--- BEGIN Raw data ---

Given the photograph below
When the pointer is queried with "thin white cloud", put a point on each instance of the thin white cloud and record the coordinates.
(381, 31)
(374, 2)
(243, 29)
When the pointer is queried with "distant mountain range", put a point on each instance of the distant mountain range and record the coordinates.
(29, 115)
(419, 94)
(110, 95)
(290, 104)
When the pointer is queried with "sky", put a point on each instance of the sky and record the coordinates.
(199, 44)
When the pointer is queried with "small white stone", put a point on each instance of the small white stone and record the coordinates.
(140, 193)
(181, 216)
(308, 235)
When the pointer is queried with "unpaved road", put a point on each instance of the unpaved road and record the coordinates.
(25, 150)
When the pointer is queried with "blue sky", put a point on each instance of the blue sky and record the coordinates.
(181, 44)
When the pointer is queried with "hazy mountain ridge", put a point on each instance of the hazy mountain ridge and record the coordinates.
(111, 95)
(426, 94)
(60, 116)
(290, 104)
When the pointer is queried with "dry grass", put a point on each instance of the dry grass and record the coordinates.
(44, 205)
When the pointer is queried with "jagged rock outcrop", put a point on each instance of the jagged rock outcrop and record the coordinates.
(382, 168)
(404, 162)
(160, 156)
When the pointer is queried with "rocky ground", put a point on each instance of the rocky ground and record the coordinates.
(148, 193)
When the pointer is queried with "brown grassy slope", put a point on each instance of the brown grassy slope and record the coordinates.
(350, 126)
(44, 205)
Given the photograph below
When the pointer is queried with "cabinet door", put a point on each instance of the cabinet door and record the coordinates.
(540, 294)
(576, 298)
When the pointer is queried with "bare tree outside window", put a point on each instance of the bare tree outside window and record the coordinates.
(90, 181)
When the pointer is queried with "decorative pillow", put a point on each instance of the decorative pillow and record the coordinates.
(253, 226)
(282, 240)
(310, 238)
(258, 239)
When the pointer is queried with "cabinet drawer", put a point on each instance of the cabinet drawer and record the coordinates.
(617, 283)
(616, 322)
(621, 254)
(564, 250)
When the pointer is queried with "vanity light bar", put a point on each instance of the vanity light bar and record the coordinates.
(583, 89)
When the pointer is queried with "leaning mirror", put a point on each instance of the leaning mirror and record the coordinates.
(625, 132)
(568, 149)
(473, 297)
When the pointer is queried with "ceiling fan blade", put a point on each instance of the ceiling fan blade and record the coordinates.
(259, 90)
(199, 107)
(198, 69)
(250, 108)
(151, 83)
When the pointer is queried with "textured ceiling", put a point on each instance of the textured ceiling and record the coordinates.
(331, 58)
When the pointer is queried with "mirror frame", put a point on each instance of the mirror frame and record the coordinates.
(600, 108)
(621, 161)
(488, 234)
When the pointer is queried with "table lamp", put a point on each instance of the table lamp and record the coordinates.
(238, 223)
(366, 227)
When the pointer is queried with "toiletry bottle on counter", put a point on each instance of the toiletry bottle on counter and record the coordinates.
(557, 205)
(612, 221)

--- END Raw data ---

-- Task statement --
Set down the lines again word for word, from the line with "blade and record the coordinates." up to and including the last line above.

-- Solution to this exercise --
When the pointer is queried with "ceiling fan blade", put a point on each instance of the ceiling fan blade and record the coordinates.
(259, 90)
(199, 107)
(198, 69)
(250, 108)
(151, 83)
When the pointer is queried with "textured ceiling", put a point on each instance of the textured ceiling and record the coordinates.
(331, 58)
When the pointer is queried with "mirror frame", put a point on each instance of the mirror frame and record the coordinates.
(600, 108)
(621, 161)
(488, 234)
When the pointer is queried with "table lamp", put a point on each instance of the table lamp and record the coordinates.
(238, 223)
(366, 227)
When the pointer is queried with "toiletry bottle on counter", put a point on each instance of the toiletry bottle on counter and record the coordinates.
(557, 205)
(612, 221)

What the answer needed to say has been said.